Spin qubit with coherence exceeding one second measured by microwave photon counting. Part 1/3

ORAL

Abstract

Electron spin resonance (ESR) spectroscopy is the method of choice for characterizing paramagnetic

impurities, with applications ranging from chemistry to quantum computing, but it gives only

access to ensemble-averaged quantities due to its limited signal-to-noise ratio. The sensitivity needed

to detect single electron spins has been reached so far using spin- dependent photoluminescence,

transport measurements, or scanning probes. These techniques are system-specific or sensitive only

in a small detection volume, so that practical single spin detection remains an open challenge.

Using single-electron-spin-resonance techniques recently demonstrated [3] we characterize the

magnetic environment of the single electron probe. The technique consists in measuring the spin

fluorescence signal at microwave frequencies [1, 2] using a microwave photon counter based on a

superconducting transmon qubit [3]. In our experiment, individual paramagnetic erbium ions in a

scheelite crystal of CaWO4 are magnetically coupled to a small-mode-volume, high-quality factor

superconducting microwave resonator to enhance their radiative decay rate [4]. The method applies

to arbitrary paramagnetic species with long enough non-radiative relaxation time, and offers large

detection volumes ( ∼ 10μm3) ; as such, it may find applications in magnetic resonance and quantum

computing.

§ INFORMATION SHOWN:
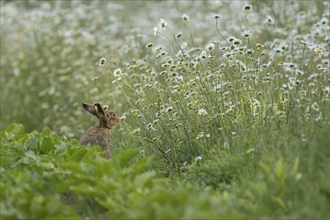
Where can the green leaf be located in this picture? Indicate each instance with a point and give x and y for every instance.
(47, 145)
(124, 157)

§ TASK SET:
**A)** List the techniques that the spin qubit abstract says have so far reached the sensitivity needed to detect single electron spins.
**B)** Rewrite the spin qubit abstract starting at "access to ensemble-averaged" and ending at "an open challenge.", putting "unsolved problem" in place of "open challenge".
**C)** Carry on the abstract about single electron spin detection from where it stops.

§ ANSWER SET:
**A)**
- spin-dependent photoluminescence
- transport measurements
- scanning probes

**B)**
access to ensemble-averaged quantities due to its limited signal-to-noise ratio. The sensitivity needed

to detect single electron spins has been reached so far using spin- dependent photoluminescence,

transport measurements, or scanning probes. These techniques are system-specific or sensitive only

in a small detection volume, so that practical single spin detection remains an unsolved problem.

**C)**
In the first part of this talk, we will focus on a Single Microwave Photon Detector (SMPD), which

working principle is based on Circuit QED. A previous version of

this design, which enabled single electron spin detection for the first time, has reached a sensitivity

of 10−22W/√Hz [2]. We present here an improved version of this design, reaching a sensitivity of

10−23W/√Hz. This improvement has been achieved by enhancing the two figures of merit of the

SMPD : The dark count rate (rate of false-positive detection events) and the detection efficiency (probability of successful detection).

[1] Albertinale, E. et al. Nature 600, 434– 438 (2021).

[2] L. Balembois, et al. arXiv :2307.03614.

[3] Z. Wang, et al. Nature 619, 276–281 (2023).

[4] R. Lescanne et al. Phys. Rev. X 10, 021038 (2020).

[5] A. Bienfait et al. Nature 531, 74 (2016).

* We acknowledge support from the European Research Council under grant no. 101042315 (INGENIOUS).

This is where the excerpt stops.